_Your tasks_.
a) Using the notebook excerpt on NYC taxi trip data, answer each question:
(i) What year do both datasets cover?
(ii) In what unit is trip_distance measured?
(iii) What does the AWND column hold?
b) Pull out every line of the entries that contains the string "cream".

_Given passage_.
---

In this notebook, we explore data and experiment iteratively.

## Part 1 - Data Exploration

2 datasets are used:
- TLC NYC Taxi trips (2015) - [link](https://www.nyc.gov/site/tlc/about/tlc-trip-record-data.page)
- NOAA Climate data of JFK airport, NYC (2015) - [link](https://www.ncei.noaa.gov/cdo-web/datasets/GHCND/stations/GHCND:USW00094789/detail)

### TLC NYC Taxi trips
Contains taxi trips, whose duration we seek to predict.
<br><br>

| Column name | Description |
| :- | :- |
| vendor_id | TPEP provider that provided the record |
| pickup_datetime | The start date of the ride |
| dropoff_datetime | The end date of the ride |
| passenger_count | Number of passenger |
| trip_distance | The distance in Mile of the ride |
| pickup_longitude | The longitude of starting point of the ride |
| pickup_latitude | The latitude of starting point of the ride |
| rate_code | The rate code |
| store_and_fwd_flag | Trip record held in vehicle memory before sending to the vendor |
| dropoff_longitude | The longitude of end point of the ride |
| dropoff_latitude | The longitude of end point of the ride |
| payment_type | Type of payment |
| fare_amount | Amount of the ride in dollars |

More details on data schema on the [NYC TLC website](https://www.nyc.gov/assets/tlc/downloads/pdf/data_dictionary_trip_records_yellow.pdf)


### NOAA Climate data of JFK airport, NYC
Contains weather information.
Most 'important' columns are:
<br><br>

| Column name | Description |
| :- | :- |
| TMAX | Maximum temperature |
| TMIN | Minimum temperature |
| PRCP | Precipitation |
| SNOW | Snowfall |
| SNWD | Snow depth |
| ACMH | Average cloudiness midnight to midnight |
| TSUN | Total sunshine for the period |
| AWND | Average wind speed |

Full data schema is available on the [NOAA website](https://www.ncei.noaa.gov/cdo-web/datasets/GHCND/stations/GHCND:USW00094789/detail)


In [None]:
# Logging is disabled to avoid uncomfortable logs from third party libraries
import logging

logging.disable()


In [None]:
from src.data import get_train_dataset

data = get_train_dataset()

---

_Task input_.
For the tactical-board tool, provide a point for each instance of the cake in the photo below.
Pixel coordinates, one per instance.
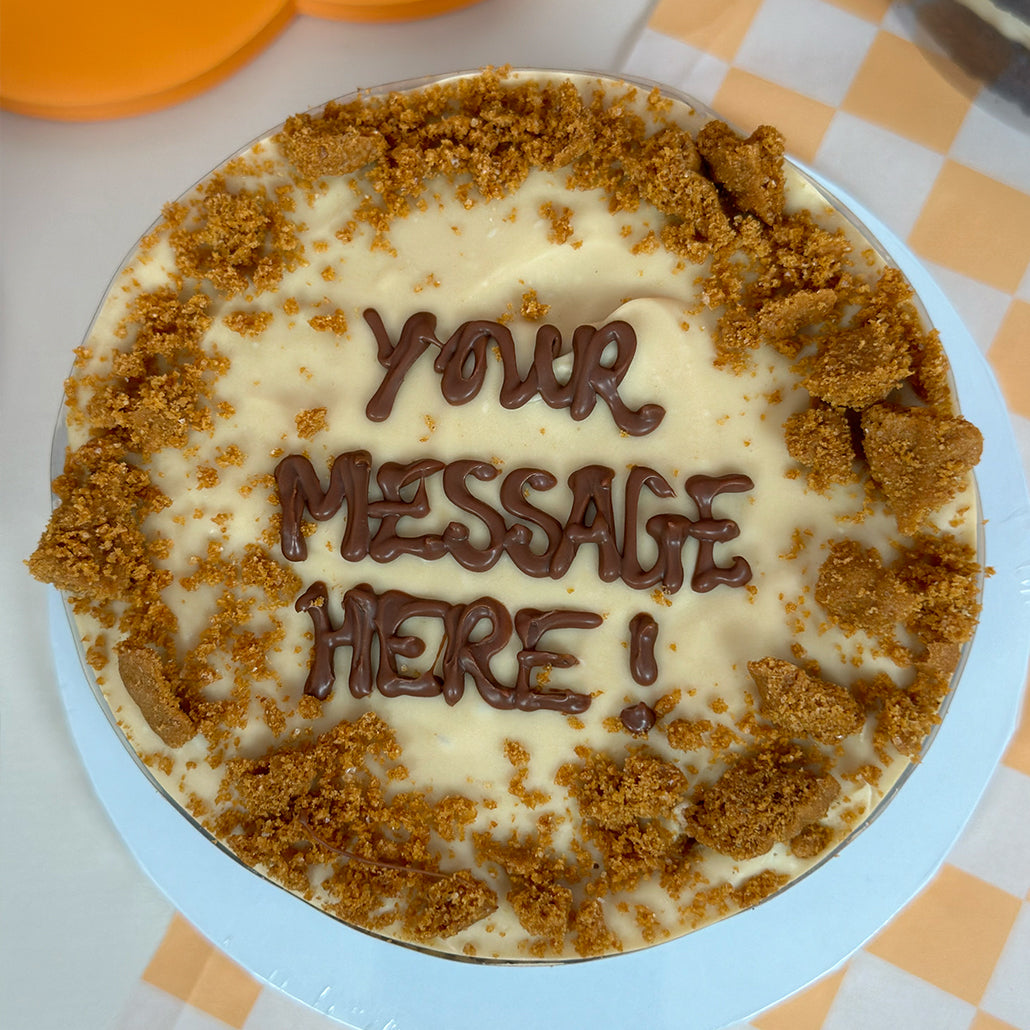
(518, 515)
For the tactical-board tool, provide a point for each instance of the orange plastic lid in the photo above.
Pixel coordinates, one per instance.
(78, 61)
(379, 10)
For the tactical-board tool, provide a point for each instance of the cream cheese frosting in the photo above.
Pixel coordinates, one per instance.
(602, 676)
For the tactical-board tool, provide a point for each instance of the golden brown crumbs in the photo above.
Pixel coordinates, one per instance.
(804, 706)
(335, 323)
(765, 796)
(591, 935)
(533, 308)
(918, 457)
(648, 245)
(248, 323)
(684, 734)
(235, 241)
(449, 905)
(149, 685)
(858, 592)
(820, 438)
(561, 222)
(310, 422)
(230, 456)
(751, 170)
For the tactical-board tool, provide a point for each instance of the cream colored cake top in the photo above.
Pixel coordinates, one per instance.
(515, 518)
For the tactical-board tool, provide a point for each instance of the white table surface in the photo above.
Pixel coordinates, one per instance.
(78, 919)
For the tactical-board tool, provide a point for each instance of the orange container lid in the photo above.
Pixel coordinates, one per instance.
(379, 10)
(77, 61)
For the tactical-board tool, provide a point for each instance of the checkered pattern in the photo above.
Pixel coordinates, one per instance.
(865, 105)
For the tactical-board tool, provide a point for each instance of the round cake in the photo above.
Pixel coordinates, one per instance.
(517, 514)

---

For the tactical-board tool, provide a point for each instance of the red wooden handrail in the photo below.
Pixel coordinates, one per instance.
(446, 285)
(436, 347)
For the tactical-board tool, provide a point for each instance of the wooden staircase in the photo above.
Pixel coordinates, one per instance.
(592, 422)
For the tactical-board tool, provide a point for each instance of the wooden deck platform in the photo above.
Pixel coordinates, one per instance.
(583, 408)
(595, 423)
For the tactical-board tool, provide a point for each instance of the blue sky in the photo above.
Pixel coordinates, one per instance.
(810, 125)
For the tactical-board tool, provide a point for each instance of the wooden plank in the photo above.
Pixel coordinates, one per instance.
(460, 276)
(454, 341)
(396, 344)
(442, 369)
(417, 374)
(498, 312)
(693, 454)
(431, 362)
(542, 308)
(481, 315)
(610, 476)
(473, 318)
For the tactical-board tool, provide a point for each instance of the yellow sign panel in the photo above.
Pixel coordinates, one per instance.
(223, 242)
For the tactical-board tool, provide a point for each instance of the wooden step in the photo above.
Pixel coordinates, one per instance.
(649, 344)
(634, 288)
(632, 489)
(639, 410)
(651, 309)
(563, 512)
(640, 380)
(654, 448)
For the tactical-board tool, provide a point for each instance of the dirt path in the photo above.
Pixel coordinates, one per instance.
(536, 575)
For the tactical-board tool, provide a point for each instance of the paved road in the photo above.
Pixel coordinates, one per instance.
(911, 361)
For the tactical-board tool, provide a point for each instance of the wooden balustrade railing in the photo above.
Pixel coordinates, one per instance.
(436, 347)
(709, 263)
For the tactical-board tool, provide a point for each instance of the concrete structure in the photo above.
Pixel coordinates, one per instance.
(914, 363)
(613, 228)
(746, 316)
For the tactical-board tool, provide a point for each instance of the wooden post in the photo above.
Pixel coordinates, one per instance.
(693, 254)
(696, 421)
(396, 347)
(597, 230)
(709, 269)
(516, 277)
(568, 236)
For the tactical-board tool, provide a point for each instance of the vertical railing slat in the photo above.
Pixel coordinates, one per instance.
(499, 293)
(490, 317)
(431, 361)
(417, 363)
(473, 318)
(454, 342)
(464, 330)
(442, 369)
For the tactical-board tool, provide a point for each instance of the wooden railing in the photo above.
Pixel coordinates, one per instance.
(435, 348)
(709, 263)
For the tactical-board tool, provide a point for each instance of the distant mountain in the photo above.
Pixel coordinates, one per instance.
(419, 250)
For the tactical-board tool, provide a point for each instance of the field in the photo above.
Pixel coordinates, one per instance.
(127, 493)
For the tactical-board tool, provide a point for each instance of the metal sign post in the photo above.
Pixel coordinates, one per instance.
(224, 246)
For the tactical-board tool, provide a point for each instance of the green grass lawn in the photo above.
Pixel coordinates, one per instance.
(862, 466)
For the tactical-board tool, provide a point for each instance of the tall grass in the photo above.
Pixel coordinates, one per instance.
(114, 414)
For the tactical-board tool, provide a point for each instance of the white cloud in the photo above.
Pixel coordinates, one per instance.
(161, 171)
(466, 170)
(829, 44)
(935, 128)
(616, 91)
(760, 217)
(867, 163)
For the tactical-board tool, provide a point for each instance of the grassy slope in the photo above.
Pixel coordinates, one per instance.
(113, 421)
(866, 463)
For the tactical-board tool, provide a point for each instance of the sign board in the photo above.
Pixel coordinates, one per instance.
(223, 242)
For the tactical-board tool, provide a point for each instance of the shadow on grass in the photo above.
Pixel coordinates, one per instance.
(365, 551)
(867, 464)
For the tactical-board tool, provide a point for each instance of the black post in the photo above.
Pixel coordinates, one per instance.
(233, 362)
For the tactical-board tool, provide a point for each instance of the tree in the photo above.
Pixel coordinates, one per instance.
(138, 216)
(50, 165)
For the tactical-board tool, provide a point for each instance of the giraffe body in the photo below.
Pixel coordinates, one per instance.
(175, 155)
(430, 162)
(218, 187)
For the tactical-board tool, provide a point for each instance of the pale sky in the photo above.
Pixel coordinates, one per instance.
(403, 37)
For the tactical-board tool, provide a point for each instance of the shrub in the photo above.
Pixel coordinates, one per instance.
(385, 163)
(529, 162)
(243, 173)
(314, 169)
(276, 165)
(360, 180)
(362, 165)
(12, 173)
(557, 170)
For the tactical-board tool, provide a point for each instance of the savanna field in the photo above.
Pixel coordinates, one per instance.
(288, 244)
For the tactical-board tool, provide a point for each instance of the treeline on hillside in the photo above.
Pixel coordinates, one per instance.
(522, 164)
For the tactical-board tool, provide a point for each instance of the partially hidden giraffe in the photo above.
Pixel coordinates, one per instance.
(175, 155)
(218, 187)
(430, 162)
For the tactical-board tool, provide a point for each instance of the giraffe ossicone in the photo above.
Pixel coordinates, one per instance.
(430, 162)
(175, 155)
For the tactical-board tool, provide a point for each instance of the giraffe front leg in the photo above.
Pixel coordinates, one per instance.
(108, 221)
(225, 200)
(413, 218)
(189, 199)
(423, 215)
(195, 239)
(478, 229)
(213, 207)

---

_Solutions by task_.
a)
(i) 2015
(ii) Miles
(iii) Average wind speed

b)
For the tactical-board tool, provide a point for each instance of the cream cheese frosting in the photo above.
For the tactical-board tool, provide a point for each instance of the cream colored cake top in the photo above.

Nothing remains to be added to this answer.